*PROVIDED PASSAGE*
## start

# My battery light came on, 2hrs later car died. Alternator/generator? Inputs highly appreciated



## brat2 (Feb 9, 2006)

Hi all,
my car died on me last night while going home. The battery light came on (something i never experienced before) and i knew it wasn't the battery, volt meter was showing 14V+. ~14.4V, as it should. By the time i finished my 20mi commute, volt meter was showing <14V. Turned car off/on a few times to see if it would start normally. It sure did. I immediately thought it was the alternator.
First of all, i had some squeaking noise coming from the engine compartment last 4-5 weeks. Its pretty cold here in Chicago, and i thought maybe its related to the weather in some way?
2nd, unfortunately a small shop did an oil change a few years ago, and they thought they could save time by not reattaching my belly pan appropriately. Little did they care when it came lose @ highway speeds and aerodynamics ripped it off that day. So i bought a new belly pan and screw kit, but it's nearly impossible to reattach it, a few Audi specialists/mechanics tried with no luck.
So when i was going home last night both my in-dash volt meter and Escort 9500ix (has an option to display Voltage) showed less battery power every mile. I turned off as much electronics as possible including the heater, radio, seats and even Xenons(in the very last minutes). Right before my exit i had to pull over to the right. Cop pulled behind, followed by highway patrol. I didn't want him to push my baby car, i knew he would care even less than the person who did that oil change that took care of my belly pan. Long story shorter, we stood there for a few minutes and the car started and had just enough juice to get us off the highway. In the last minutes, wile on the highway ABS and ESP turned off first. The more i drove the more lights came on including EBC, CEL, etc etc. The last seconds Hand Brake light started flashing, the car started to beep, and i think power steering shut off.
I was pretty surprised that the computer automatically shut off systems in descending-priority order.

## end

*DATASET ENTRIES*

## start

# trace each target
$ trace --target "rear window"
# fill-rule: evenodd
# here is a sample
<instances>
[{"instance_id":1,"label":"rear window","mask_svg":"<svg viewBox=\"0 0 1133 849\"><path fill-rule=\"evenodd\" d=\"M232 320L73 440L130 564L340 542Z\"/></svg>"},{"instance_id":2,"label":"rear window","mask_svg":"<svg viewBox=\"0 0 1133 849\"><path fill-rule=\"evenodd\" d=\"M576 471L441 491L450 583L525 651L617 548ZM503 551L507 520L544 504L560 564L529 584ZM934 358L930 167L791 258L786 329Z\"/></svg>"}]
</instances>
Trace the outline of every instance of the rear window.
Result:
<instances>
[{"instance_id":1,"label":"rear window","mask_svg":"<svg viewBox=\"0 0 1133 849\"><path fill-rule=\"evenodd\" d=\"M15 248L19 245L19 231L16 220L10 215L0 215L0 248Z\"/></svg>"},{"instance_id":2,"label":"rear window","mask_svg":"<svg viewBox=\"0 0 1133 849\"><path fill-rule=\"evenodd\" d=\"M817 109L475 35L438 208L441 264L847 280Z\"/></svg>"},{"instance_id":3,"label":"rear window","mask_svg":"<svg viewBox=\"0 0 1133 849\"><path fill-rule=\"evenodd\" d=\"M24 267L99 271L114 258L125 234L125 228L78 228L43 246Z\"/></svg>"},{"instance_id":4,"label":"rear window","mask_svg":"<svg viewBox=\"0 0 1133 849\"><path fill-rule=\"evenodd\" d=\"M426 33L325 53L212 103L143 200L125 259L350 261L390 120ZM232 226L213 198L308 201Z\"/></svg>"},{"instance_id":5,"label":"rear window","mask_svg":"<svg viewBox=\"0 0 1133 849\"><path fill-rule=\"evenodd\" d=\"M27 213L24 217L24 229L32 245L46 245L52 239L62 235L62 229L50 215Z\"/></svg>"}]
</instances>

## end

*DIRECTION*
From the battery-light thread, reproduce the passage that begins at "First of all, i" and stops after "with no luck.", word for word.

*CORRECT ANSWER*
First of all, i had some squeaking noise coming from the engine compartment last 4-5 weeks. Its pretty cold here in Chicago, and i thought maybe its related to the weather in some way?
2nd, unfortunately a small shop did an oil change a few years ago, and they thought they could save time by not reattaching my belly pan appropriately. Little did they care when it came lose @ highway speeds and aerodynamics ripped it off that day. So i bought a new belly pan and screw kit, but it's nearly impossible to reattach it, a few Audi specialists/mechanics tried with no luck.